> [TASK DESCRIPTION]
All lines from the one containing "For every instance of the cream-colored" through the final line of the listing below are to be retyped exactly; nothing else goes in the result.
:: EXERCISE DATA
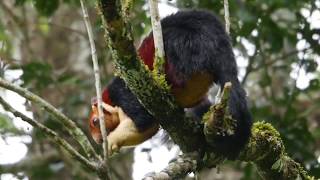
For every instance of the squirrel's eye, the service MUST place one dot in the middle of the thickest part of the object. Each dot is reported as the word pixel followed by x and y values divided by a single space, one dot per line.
pixel 95 122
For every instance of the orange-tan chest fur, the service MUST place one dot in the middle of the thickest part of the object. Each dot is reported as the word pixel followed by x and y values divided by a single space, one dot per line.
pixel 194 90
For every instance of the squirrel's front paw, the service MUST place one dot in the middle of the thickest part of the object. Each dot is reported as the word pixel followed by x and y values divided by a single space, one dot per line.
pixel 113 145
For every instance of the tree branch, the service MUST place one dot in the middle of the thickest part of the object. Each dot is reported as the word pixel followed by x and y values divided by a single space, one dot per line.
pixel 53 135
pixel 158 63
pixel 156 98
pixel 266 150
pixel 97 81
pixel 69 125
pixel 178 169
pixel 151 91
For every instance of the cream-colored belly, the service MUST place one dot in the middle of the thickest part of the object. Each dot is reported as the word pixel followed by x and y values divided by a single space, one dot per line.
pixel 194 90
::::
> [WRITTEN SOLUTION]
For every instance of the cream-colored belly, the service MUST place one dot in the middle of the thickest part of the object. Each dot is reported as the word pixel followed by x and y values divided by a single space, one dot per line.
pixel 194 90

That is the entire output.